Assignment
Your answer must be the full listing, reproduced word for word.

Data shown
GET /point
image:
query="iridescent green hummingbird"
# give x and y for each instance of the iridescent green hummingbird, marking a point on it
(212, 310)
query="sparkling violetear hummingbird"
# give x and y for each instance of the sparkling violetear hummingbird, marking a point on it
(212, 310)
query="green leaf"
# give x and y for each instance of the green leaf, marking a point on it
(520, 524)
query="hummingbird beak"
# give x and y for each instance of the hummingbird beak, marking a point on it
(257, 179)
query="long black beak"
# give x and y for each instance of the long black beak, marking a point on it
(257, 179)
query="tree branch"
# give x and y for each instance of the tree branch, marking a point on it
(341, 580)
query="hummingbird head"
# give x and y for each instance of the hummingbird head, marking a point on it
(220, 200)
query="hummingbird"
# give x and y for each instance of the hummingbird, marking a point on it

Reply to the task
GET /point
image:
query="iridescent green hummingbird"
# give x and y for each instance of the iridescent green hummingbird, marking a point on it
(212, 310)
query="sparkling violetear hummingbird"
# give x and y for each instance of the sparkling violetear hummingbird, marking a point on it
(212, 310)
query="green leaf"
# give x and y for each instance of the green leaf, marking a point on it
(520, 524)
query="hummingbird beak"
# give x and y for each instance of the hummingbird beak, marking a point on it
(257, 179)
query="long black beak"
# give x and y for each instance of the long black beak, marking a point on it
(257, 179)
query="tree branch"
# give x and y for each instance of the tree branch, marking a point on it
(341, 580)
query="hummingbird head"
# give x and y for each instance of the hummingbird head, marking a point on it
(220, 200)
query="hummingbird"
# give x and y for each instance of the hummingbird, marking a point on it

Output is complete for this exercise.